*TEXTO PROPUESTO:*
* * * * *
Vivir sin preocupaciones es posible (y sencillo)

Preocuparse es ocupar la mente con un problema que aún no se ha manifestado, previendo, además, que su desenlace será desfavorable. Nos proyectamos a futuro, imaginando todo lo malo que podrá ocurrirnos en un escenario determinado que habremos elegido para flagelarnos. No es más que un ejercicio masoquista que utilizamos con frecuencia y que no aporta ninguna solución, por más que tratemos de convencernos que es un estupendo método para encontrarlas.

A pesar de que nada bueno podemos sacar cuando nos preocupamos por algo o por alguien, lo cierto es que apenas podemos evitar sacar un ratito de vez en cuando para dedicar a esta actividad tan inútil e insana. Unos lo hacen empleándose a fondo cada día (preocupación crónica) y otros, ocasionalmente, cuando enfrentan alguna situación conflictiva o un reto importante.
* * * * *
*DATOS:*

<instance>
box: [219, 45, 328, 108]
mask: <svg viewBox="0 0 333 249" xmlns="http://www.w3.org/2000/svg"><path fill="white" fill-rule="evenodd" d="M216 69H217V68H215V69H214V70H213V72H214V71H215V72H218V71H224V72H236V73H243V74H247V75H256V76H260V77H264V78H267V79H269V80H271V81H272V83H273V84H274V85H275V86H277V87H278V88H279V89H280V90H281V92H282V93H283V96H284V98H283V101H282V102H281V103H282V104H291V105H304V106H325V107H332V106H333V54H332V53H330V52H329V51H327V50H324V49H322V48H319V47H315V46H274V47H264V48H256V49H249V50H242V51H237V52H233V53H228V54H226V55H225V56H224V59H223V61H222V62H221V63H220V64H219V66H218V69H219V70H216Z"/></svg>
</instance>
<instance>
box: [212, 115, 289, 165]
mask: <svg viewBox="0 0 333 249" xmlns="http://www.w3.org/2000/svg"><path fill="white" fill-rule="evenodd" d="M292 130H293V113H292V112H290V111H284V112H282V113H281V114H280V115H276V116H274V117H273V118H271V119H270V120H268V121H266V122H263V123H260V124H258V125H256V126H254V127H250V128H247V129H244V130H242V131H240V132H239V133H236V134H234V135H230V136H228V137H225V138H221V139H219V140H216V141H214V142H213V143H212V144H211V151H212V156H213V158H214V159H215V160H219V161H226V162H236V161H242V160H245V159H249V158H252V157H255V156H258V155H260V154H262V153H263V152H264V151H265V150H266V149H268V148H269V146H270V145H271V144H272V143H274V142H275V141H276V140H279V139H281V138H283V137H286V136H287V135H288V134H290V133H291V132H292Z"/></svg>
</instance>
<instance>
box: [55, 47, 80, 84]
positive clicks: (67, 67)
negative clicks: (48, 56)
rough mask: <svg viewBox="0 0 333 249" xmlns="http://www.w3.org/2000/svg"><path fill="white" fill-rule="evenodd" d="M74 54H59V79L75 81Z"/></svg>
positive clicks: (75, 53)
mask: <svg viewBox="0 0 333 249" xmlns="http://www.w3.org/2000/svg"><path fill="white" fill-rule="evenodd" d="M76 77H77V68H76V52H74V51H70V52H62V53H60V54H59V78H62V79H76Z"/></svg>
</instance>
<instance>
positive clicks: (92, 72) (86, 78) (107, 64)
* * * * *
*TAREA A:* Copia de nuevo el fragmento del texto propuesto que arranca en las palabras "Preocuparse es ocupar" y acaba tras "un reto importante.", sustituyendo "masoquista" por "autodestructivo".
*TAREA B:*
Contesta brevemente estas preguntas sobre el texto propuesto:
(i) Al preocuparnos, ¿cómo prevemos que será el desenlace del problema?
(ii) ¿Qué nombre recibe la preocupación de quienes se emplean a fondo cada día?
(iii) ¿En qué circunstancias se preocupan quienes lo hacen ocasionalmente?
Los registros no guardan ninguna relación con el texto propuesto.

*RESPUESTA A:*
Preocuparse es ocupar la mente con un problema que aún no se ha manifestado, previendo, además, que su desenlace será desfavorable. Nos proyectamos a futuro, imaginando todo lo malo que podrá ocurrirnos en un escenario determinado que habremos elegido para flagelarnos. No es más que un ejercicio autodestructivo que utilizamos con frecuencia y que no aporta ninguna solución, por más que tratemos de convencernos que es un estupendo método para encontrarlas.

A pesar de que nada bueno podemos sacar cuando nos preocupamos por algo o por alguien, lo cierto es que apenas podemos evitar sacar un ratito de vez en cuando para dedicar a esta actividad tan inútil e insana. Unos lo hacen empleándose a fondo cada día (preocupación crónica) y otros, ocasionalmente, cuando enfrentan alguna situación conflictiva o un reto importante.

*RESPUESTA B:*
(i) Desfavorable.
(ii) Preocupación crónica.
(iii) Cuando enfrentan alguna situación conflictiva o un reto importante.